### TASK BRIEF
Every line of the data, first to last, must be written out unchanged.

┄┄┄┄┄┄┄┄┄┄

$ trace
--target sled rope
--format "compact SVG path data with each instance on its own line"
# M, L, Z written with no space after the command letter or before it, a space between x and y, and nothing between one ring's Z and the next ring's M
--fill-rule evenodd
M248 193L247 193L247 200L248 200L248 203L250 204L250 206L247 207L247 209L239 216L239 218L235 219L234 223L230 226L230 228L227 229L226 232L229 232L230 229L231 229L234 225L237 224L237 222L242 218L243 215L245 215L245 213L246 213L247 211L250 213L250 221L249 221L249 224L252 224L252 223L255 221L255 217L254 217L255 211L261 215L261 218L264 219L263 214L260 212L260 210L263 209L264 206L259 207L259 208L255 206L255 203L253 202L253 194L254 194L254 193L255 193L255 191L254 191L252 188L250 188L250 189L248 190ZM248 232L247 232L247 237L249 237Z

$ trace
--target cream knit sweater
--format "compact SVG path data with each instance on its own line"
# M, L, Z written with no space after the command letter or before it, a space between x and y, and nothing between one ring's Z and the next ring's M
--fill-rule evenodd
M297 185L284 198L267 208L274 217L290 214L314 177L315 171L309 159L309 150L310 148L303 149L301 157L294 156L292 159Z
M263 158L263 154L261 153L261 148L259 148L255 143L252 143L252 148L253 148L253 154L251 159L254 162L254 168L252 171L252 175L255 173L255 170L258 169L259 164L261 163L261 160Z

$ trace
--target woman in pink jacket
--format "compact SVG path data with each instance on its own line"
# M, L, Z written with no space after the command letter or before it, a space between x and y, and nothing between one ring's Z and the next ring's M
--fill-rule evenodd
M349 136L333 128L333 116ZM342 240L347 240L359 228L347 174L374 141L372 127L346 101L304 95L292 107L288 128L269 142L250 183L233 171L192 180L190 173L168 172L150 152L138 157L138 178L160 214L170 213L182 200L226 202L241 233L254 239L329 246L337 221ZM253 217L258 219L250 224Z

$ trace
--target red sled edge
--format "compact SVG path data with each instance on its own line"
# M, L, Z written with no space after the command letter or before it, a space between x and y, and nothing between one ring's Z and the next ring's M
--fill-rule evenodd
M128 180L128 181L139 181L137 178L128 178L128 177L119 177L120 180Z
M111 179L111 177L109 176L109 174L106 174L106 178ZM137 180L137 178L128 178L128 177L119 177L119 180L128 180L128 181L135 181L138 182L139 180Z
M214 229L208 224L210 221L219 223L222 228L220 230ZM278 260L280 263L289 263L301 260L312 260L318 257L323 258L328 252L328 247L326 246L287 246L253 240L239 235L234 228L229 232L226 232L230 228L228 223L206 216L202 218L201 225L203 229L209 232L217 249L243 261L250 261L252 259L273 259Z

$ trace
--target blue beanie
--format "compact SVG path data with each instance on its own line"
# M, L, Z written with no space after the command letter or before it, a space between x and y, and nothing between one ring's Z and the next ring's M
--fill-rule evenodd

┄┄┄┄┄┄┄┄┄┄

### YOUR RESPONSE
$ trace
--target sled rope
--format "compact SVG path data with each instance on its own line"
# M, L, Z written with no space after the command letter or before it, a space between x and y, and nothing between one ring's Z and the next ring's M
--fill-rule evenodd
M248 193L247 193L247 200L248 200L248 203L250 204L250 206L247 207L247 209L239 216L239 218L235 219L234 223L230 226L230 228L227 229L226 232L229 232L230 229L231 229L234 225L237 224L237 222L242 218L243 215L245 215L245 213L246 213L247 211L250 213L250 221L249 221L249 224L252 224L252 223L255 221L255 217L254 217L255 211L261 215L261 218L264 219L263 214L260 212L260 210L263 209L264 206L259 207L259 208L255 206L255 203L253 202L253 194L254 194L254 193L255 193L255 191L254 191L252 188L250 188L250 189L248 190ZM248 232L247 232L247 237L249 237Z

$ trace
--target cream knit sweater
--format "compact SVG path data with each instance on its own line"
# M, L, Z written with no space after the command letter or before it, a space between x and y, and nothing between one ring's Z and the next ring's M
--fill-rule evenodd
M297 185L284 198L267 208L274 217L290 214L314 177L315 171L309 159L309 150L310 148L303 149L301 157L294 156L292 159Z
M263 158L263 154L261 153L261 148L259 148L255 143L252 143L252 148L253 148L253 154L251 159L254 162L254 168L252 171L252 175L255 173L255 170L258 169L259 164L261 163L261 160Z

$ trace
--target woman in pink jacket
--format "compact SVG path data with each instance on its own line"
# M, L, Z written with no space after the command letter or before it, a space between x and y, and nothing between one ring's Z and the next ring's M
--fill-rule evenodd
M349 136L333 128L333 116ZM342 240L347 240L359 228L347 174L374 141L372 127L346 101L304 95L292 107L288 128L269 142L250 183L233 171L192 180L190 173L168 172L150 152L138 157L138 178L160 214L170 213L182 200L226 202L241 233L254 239L329 246L337 221ZM253 217L258 219L250 224Z

$ trace
--target red sled edge
--format "compact SVG path data with each instance on its own line"
# M, L, Z written with no space after the command letter or before it, a space between x and y, and nothing between one ring's Z and the next ring's M
--fill-rule evenodd
M128 180L128 181L139 181L137 178L128 178L128 177L119 177L120 180Z
M111 179L111 177L109 176L109 174L106 174L106 178ZM137 180L137 178L128 178L128 177L119 177L119 180L128 180L128 181L135 181L138 182L139 180Z
M214 229L208 224L210 221L219 223L222 228L220 230ZM278 260L280 263L289 263L301 260L312 260L318 257L323 258L328 252L328 247L326 246L287 246L253 240L239 235L234 228L229 232L226 232L230 228L228 223L206 216L202 218L201 225L203 229L209 232L217 249L243 261L250 261L252 259L273 259Z

$ trace
--target blue beanie
--format "compact SVG path data with each instance on its own line"
# M, L, Z written with no space after the command letter or before it, a space between x and y, and nothing between one ring's Z and the next ring's M
--fill-rule evenodd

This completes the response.